##### Data extract

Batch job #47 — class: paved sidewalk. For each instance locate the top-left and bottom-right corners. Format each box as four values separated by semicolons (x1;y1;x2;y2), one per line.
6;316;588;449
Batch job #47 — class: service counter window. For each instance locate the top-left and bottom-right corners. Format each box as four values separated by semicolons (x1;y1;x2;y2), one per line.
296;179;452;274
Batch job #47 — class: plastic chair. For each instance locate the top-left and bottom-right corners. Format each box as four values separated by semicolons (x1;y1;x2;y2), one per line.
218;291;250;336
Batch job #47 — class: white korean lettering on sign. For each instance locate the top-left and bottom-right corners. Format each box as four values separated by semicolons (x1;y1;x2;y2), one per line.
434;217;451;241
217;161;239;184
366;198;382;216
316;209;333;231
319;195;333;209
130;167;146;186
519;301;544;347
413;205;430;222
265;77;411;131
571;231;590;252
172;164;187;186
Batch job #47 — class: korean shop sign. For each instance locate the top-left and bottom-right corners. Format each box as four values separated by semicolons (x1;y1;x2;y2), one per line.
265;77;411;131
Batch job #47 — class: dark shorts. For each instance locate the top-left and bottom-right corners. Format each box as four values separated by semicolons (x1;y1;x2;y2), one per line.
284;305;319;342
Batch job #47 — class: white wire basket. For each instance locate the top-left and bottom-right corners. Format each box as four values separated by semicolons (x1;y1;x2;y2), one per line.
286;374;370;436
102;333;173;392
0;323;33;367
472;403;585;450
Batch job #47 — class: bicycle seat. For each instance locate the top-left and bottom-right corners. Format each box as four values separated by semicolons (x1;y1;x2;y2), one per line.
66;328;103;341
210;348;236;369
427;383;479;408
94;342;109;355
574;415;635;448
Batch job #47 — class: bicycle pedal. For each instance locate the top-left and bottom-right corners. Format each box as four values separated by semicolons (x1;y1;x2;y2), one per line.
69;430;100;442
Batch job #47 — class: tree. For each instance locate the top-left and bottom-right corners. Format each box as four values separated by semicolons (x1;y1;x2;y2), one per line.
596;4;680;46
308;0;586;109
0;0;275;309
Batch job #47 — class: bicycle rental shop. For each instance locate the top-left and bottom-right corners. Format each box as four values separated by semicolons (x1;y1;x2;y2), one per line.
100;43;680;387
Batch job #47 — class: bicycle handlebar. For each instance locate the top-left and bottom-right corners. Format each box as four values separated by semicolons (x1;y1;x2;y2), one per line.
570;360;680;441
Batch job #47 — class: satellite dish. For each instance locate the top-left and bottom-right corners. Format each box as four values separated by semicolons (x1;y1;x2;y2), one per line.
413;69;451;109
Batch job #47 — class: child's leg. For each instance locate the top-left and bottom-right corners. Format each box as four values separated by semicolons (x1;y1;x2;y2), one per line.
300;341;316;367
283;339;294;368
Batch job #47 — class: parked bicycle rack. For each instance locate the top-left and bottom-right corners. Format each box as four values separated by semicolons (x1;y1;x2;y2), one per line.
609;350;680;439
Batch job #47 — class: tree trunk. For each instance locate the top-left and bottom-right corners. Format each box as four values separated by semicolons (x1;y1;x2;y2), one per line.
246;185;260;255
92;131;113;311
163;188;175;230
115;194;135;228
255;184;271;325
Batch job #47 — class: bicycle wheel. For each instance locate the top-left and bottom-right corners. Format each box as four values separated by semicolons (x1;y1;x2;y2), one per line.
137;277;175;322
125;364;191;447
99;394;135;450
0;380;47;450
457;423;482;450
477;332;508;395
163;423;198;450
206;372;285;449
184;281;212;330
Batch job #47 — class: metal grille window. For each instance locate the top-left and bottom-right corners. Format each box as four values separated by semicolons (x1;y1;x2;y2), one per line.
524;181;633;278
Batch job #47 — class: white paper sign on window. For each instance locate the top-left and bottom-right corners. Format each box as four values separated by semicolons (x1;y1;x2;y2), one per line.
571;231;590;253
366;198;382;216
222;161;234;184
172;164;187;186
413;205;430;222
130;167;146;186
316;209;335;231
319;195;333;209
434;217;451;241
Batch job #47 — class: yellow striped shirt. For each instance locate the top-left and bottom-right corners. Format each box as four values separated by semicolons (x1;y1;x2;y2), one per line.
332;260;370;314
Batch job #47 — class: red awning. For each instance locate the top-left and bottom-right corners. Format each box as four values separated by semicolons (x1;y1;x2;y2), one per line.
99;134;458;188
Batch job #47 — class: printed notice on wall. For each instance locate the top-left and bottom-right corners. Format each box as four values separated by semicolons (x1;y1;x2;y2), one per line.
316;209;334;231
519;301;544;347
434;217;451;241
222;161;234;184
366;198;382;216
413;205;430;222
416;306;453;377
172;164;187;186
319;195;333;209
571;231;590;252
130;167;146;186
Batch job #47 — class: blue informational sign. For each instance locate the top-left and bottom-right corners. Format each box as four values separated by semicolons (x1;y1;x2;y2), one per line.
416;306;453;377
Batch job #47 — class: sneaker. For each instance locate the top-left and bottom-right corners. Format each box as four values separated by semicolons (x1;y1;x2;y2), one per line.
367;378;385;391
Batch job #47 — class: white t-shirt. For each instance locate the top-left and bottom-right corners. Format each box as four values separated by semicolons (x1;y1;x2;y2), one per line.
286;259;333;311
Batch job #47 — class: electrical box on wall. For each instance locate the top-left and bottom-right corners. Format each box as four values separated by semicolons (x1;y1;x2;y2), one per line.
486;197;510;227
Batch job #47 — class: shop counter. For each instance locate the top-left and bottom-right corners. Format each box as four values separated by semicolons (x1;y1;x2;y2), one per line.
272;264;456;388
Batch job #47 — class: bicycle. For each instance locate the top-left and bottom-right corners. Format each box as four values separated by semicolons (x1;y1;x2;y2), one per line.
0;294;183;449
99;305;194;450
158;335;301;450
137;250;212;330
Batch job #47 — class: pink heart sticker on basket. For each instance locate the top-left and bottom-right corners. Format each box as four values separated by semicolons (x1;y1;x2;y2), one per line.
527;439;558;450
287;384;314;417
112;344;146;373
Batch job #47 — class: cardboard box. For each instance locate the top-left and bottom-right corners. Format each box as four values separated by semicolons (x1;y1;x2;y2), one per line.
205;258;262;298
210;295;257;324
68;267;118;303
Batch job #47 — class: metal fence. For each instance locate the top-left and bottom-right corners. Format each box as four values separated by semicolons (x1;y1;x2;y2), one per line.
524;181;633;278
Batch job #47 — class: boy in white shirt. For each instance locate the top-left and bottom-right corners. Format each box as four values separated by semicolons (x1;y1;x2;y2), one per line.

##########

Please reproduce all of the data above with "Batch job #47" swapped for "Batch job #52" wherever it occurs, leaving everything else unchanged.

Batch job #52 — class: paved sidewalk. For each instance locate the top-left and bottom-right corners. Format each box as four values separated by semicolons (x1;y1;x2;y2), one per line.
6;316;588;449
Batch job #52 — class: service counter window. For each instance locate the top-left and bottom-right corners. Format each box as four values separated by semicolons (x1;y1;x2;y2), one per line.
296;179;452;274
Batch job #52 — class: plastic chair. For each instance locate the top-left and bottom-right corners. Format each box as four values separated by semicolons (x1;y1;x2;y2), one per line.
218;291;250;336
Batch job #52 — class: white korean lettering on sign. For each instance locate the top-left and bottom-right corners. Format each box as four values separated by semicolons (x1;y1;x2;y2), one per line.
434;217;451;241
217;161;239;184
366;198;382;216
316;209;333;231
319;195;333;209
130;167;146;186
519;301;544;347
413;205;430;222
265;77;411;131
571;231;590;252
172;164;187;186
Batch job #52 — class: korean shop sign. For each instance locate the top-left and bottom-right corners. Format each box as four values separated by semicolons (x1;y1;x2;y2), one per line.
265;77;411;131
Batch job #52 — class: dark shorts. For each instance locate the top-left and bottom-right corners. Format each box as four values separated by semicolons (x1;y1;x2;y2), one per line.
284;305;319;342
Batch job #52 — class: white wire basket. For each instance locate the top-left and bottom-right corners. Format each box as four values separated by semicolons (x1;y1;x2;y2), one per line.
286;374;370;436
102;333;173;392
0;323;33;367
472;403;585;450
Batch job #52 — class: bicycle seat. For each instance locate the top-left and bottom-right corners. Format each box as four values separated by semicolons (x1;y1;x2;y2), one per line.
66;328;103;341
210;348;236;369
427;383;479;408
94;342;109;355
574;415;635;448
Batch job #52 — class: bicycle pedal. For each instance locate the top-left and bottom-right corners. Format each box as four values separated by semicolons (x1;y1;x2;y2), one per line.
69;430;100;442
Batch job #52 — class: tree. For each instance locate the top-left and bottom-right corners. Format each box as four values separated by semicolons (x1;y1;x2;y2), one per line.
596;4;680;46
308;0;586;109
0;0;275;309
Batch job #52 — class: bicycle rental shop. For each instance locate the top-left and bottom-right corners. Format each box as four values separated by semicolons (x1;y1;x2;y2), one per line.
100;43;680;387
Batch job #52 — class: bicycle handlebar. For each instance locate the top-left and bottom-right corners. Format each box as four values separated by semicolons (x1;y1;x2;y2), one per line.
570;360;680;441
Batch job #52 — class: satellite dish. For each instance locate the top-left and bottom-right corners. Format each box as four values separated by semicolons (x1;y1;x2;y2), one per line.
413;69;451;109
Batch job #52 — class: child's leg. For each instance locate the top-left and bottom-right corners. Format each box as four values separated by semicolons (x1;y1;x2;y2), one per line.
300;341;316;367
283;339;294;368
Batch job #52 — class: parked bicycle rack. For each instance locate the top-left and bottom-right corners. Format each box as four values separated by semicolons (x1;y1;x2;y2), one per line.
609;350;680;439
Batch job #52 — class: tree trunk. For each instance locate the top-left and bottom-right corners. Format each box as four values separated by semicolons (x1;y1;x2;y2), one per line.
246;185;260;255
92;131;113;311
163;188;175;230
115;194;135;228
255;184;271;325
Batch job #52 — class: bicycle wheel. For each instance locate the top-left and bottom-right corners. Format each box as four values separated by semicolons (x1;y1;x2;y2), one per line.
137;277;175;322
125;364;191;447
99;394;135;450
0;380;47;450
457;423;482;450
477;332;508;395
163;423;198;450
206;372;285;449
184;281;212;330
Batch job #52 — class: metal grille window. For each instance locate the top-left and bottom-right corners. Format each box as four values separated by semicolons (x1;y1;x2;y2), one per line.
524;181;633;278
Batch job #52 — class: white paper sign on window. For each instance locate the top-left and bottom-right corners. Format each box as four values separated by semicolons (x1;y1;x2;y2), one per line.
571;231;590;253
366;198;382;216
222;161;234;184
172;164;187;186
413;205;430;222
130;167;146;186
316;209;335;231
319;195;333;209
434;217;451;241
Batch job #52 — class: yellow striped shirt. For each instance locate the top-left and bottom-right corners. Format each box as four values separated by semicolons (x1;y1;x2;y2), one per line.
332;260;370;314
Batch job #52 — class: red awning. For each instance locate the top-left and bottom-right corners. Format each box as four values separated by semicolons (x1;y1;x2;y2), one per line.
99;134;458;188
Batch job #52 — class: printed notice on wall. For each instance locate the top-left and bottom-right corners. Format each box as four values separated by semicolons (x1;y1;x2;y2), one per line.
316;209;334;231
519;301;544;347
434;217;451;241
222;161;234;184
366;198;382;216
413;205;430;222
416;306;453;377
172;164;187;186
319;195;333;209
571;231;590;252
130;167;146;186
Batch job #52 — class: blue informational sign. For each instance locate the top-left and bottom-right corners. Format each box as four values separated by semicolons (x1;y1;x2;y2), one per line.
416;306;453;377
Batch job #52 — class: sneaker. For each instance locate the top-left and bottom-right corners. Format each box as four values separated by semicolons (x1;y1;x2;y2), one per line.
367;378;385;391
Batch job #52 — class: white t-shirt. For each instance locate the top-left and bottom-right corners. Format each box as four values separated by semicolons (x1;y1;x2;y2), one per line.
286;259;333;311
Batch job #52 — class: electrical box on wall. For each instance locate the top-left and bottom-right corners. Format each box as four values separated by semicolons (x1;y1;x2;y2), one per line.
486;197;510;227
Batch job #52 — class: shop counter. For each instance locate the top-left and bottom-right corners. Format each box as four values separated by semicolons (x1;y1;x2;y2), one per line.
272;264;456;388
Batch job #52 — class: bicycle. For each instance locate the top-left and bottom-right corners. Format each box as four values separated by semicolons (x1;y1;x2;y2), one per line.
0;294;183;449
99;305;194;450
158;335;301;450
137;250;212;330
Batch job #52 — class: pink heart sticker on basket. For each instance locate the top-left and bottom-right corners. Format each box as four values separated by semicolons (x1;y1;x2;y2), one per line.
527;439;558;450
287;384;314;417
112;344;146;373
Batch job #52 — class: cardboard box. For each instance locate the top-left and bottom-right corners. Format each box as four values separated by semicolons (x1;y1;x2;y2), one per line.
205;258;262;298
210;295;257;324
68;267;118;303
Batch job #52 — class: metal fence. For each instance locate the top-left and bottom-right corners. Format each box as four values separated by semicolons (x1;y1;x2;y2), one per line.
524;181;633;278
Batch job #52 — class: boy in white shirt. For each instance locate the top-left and bottom-right corners. Format each box as four values separated by semicolons (x1;y1;x2;y2), one per line.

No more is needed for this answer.